→ **PROBLEM**
An image-free, verbatim transcription of the records is the expected result.

Records from a dataset
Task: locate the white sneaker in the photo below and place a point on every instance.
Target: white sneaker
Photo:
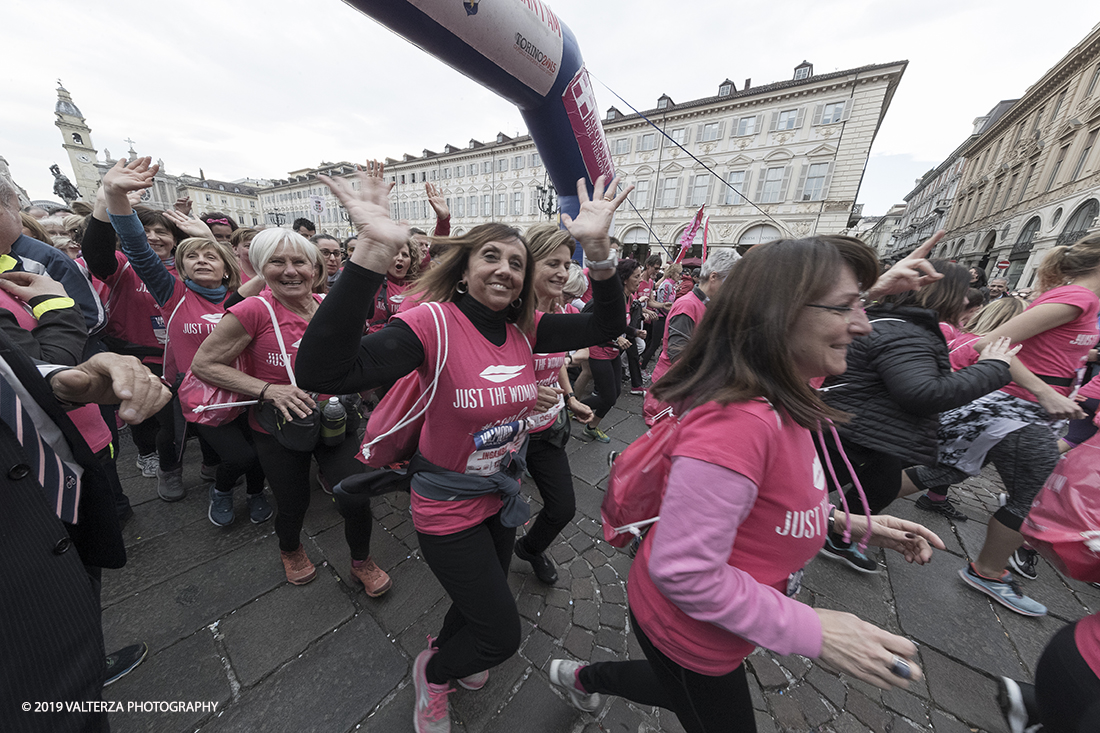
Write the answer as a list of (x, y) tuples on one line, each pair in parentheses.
[(563, 674)]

→ **EXERCISE ANSWER**
Task: locate the white sneaker in the photo below and place a point on every instance.
Target: white sneaker
Photo:
Write the answer as a list of (x, y) tuples on one line, each pair in parentheses.
[(563, 674)]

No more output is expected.